Task instructions: From the first line of the material below through the line containing "TARGET: white painted wall", print every line exactly as it stands, but no pictures.

Task inputs:
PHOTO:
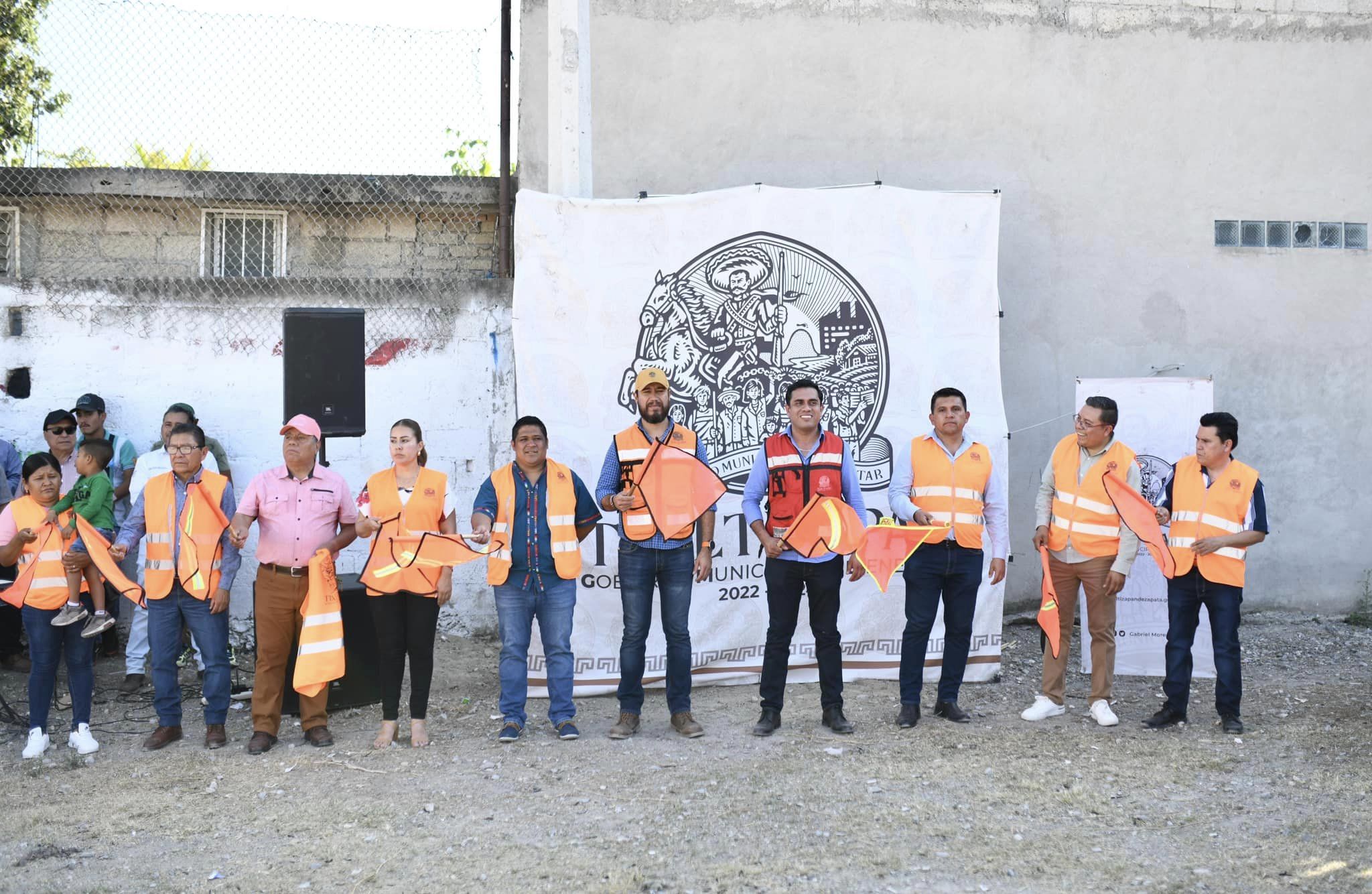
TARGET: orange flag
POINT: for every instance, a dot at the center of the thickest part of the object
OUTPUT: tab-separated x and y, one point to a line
888	546
99	551
678	488
825	525
1139	517
319	659
1048	607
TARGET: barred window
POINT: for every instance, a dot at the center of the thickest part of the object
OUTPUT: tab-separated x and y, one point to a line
243	243
9	242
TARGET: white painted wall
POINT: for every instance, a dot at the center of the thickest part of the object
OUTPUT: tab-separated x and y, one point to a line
462	393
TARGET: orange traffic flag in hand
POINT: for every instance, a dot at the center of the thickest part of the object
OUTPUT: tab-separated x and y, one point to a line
1140	517
678	489
320	659
888	546
1048	607
99	551
825	525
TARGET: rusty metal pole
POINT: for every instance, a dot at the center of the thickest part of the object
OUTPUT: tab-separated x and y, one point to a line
502	220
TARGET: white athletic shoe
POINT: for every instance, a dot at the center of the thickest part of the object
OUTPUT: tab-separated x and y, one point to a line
38	743
1043	708
82	741
1101	710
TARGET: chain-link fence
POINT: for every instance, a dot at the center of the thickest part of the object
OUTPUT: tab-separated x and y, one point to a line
251	158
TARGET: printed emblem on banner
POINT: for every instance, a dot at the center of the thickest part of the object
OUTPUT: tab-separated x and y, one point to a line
1154	471
738	323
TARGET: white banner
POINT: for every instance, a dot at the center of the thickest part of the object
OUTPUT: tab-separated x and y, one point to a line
1158	420
890	294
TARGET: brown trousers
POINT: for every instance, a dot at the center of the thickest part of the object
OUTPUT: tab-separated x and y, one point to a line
1101	614
277	610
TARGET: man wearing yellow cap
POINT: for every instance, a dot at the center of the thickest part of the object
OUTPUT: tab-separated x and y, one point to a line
652	558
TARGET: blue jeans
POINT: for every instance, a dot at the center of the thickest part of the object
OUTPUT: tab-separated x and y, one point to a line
212	632
671	570
46	646
1186	595
517	610
953	574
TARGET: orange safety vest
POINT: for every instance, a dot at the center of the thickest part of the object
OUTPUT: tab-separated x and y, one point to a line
1199	511
48	585
1083	514
423	513
633	445
319	658
792	483
163	530
953	492
561	523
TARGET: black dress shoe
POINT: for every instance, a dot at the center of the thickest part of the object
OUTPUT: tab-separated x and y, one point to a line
950	710
835	720
1165	717
767	724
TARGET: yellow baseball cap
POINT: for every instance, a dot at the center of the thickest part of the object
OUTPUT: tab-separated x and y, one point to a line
650	375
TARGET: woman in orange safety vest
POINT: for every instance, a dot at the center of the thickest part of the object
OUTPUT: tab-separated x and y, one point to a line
403	501
26	541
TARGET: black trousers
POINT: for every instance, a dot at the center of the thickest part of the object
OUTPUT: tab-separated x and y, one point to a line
405	625
786	581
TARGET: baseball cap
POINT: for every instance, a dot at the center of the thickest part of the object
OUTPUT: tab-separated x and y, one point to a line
303	425
90	401
649	375
58	415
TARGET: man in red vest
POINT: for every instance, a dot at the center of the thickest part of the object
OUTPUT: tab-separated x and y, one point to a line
791	467
1217	510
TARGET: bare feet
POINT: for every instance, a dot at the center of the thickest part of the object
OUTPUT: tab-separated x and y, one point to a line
387	735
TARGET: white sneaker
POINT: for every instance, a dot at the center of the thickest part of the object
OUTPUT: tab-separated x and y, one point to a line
38	743
82	741
1101	710
1043	708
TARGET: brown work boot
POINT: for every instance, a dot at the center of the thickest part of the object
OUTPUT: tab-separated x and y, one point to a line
161	738
687	725
626	727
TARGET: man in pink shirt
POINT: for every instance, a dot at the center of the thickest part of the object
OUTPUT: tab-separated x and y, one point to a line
299	507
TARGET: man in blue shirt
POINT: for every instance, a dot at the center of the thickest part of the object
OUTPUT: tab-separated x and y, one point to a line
650	558
535	582
792	467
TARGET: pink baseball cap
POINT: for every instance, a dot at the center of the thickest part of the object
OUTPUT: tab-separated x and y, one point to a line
303	425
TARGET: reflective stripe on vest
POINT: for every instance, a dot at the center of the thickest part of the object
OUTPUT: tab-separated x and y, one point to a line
792	483
159	569
561	522
423	513
1081	511
1215	511
632	445
962	500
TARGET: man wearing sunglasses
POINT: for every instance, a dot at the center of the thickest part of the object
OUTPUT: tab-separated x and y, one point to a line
1089	548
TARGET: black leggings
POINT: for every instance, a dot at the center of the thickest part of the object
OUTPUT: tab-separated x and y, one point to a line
405	625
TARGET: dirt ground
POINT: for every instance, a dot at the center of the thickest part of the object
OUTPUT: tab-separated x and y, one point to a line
998	805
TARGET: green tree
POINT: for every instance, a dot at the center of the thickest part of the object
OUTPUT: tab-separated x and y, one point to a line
25	86
191	158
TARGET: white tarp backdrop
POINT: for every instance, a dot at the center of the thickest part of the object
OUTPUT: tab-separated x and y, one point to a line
888	296
1158	420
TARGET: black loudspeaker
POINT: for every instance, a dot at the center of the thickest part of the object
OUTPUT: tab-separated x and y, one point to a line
323	349
361	680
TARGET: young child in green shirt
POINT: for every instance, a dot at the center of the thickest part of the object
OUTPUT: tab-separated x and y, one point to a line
92	499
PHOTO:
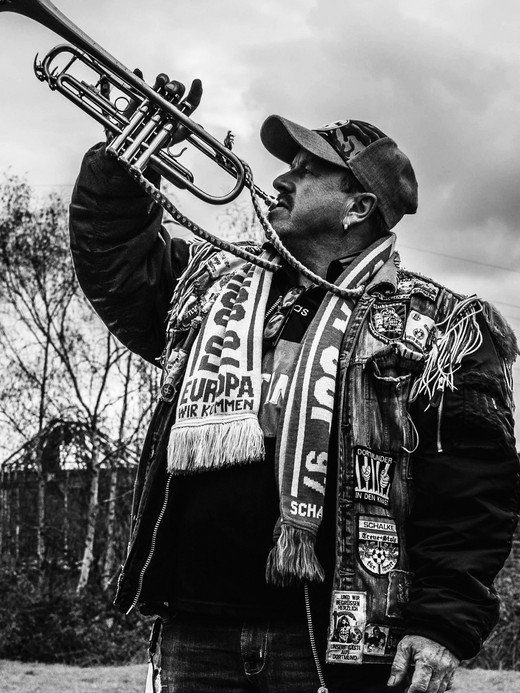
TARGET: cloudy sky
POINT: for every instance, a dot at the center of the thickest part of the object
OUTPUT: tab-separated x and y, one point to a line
442	77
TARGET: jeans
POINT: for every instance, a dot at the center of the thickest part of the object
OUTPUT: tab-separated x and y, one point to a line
200	655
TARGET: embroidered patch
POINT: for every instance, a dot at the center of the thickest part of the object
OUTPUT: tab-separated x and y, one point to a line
374	475
418	329
397	596
346	628
381	641
414	285
377	544
387	321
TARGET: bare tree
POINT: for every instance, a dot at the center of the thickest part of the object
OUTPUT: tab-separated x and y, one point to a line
62	361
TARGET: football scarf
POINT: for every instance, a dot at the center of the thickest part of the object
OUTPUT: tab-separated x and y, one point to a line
219	398
306	422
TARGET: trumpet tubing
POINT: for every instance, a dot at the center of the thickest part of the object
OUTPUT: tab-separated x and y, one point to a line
137	141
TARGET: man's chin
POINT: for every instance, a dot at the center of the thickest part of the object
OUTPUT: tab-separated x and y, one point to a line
277	221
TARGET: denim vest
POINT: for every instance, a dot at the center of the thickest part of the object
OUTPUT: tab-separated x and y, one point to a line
384	350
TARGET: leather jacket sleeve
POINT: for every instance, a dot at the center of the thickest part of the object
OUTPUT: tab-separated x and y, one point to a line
125	261
466	480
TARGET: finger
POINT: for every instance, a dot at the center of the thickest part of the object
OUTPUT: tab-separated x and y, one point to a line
421	679
402	661
160	81
193	98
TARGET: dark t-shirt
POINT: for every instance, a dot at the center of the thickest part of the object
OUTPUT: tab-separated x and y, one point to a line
222	522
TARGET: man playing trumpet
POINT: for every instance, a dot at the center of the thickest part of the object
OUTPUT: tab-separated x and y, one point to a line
328	487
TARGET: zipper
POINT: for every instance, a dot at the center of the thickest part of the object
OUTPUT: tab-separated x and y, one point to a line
152	545
323	688
271	310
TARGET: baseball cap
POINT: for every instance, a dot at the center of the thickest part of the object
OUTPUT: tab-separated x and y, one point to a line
373	158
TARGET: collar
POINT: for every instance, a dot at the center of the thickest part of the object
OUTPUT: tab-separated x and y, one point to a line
384	281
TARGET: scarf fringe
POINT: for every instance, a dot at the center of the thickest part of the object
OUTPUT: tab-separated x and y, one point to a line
458	336
293	559
215	444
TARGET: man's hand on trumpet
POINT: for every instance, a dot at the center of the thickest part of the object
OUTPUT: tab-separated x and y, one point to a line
173	91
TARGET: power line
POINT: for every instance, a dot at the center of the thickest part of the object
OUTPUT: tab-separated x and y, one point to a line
461	259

Completed exercise:
PHOTO:
TARGET: orange flag
POINT: for every instance, a dot at the center of the thickest part of the object
OUTPUT: tab-separated x and y, one point to a line
888	546
99	551
678	488
825	525
1139	517
319	659
1048	607
TARGET: barred window
POINT: for every instance, a dot at the center of the thickest part of the object
OUTPUT: tab-separated x and y, one point to a line
243	243
9	242
TARGET: white painted wall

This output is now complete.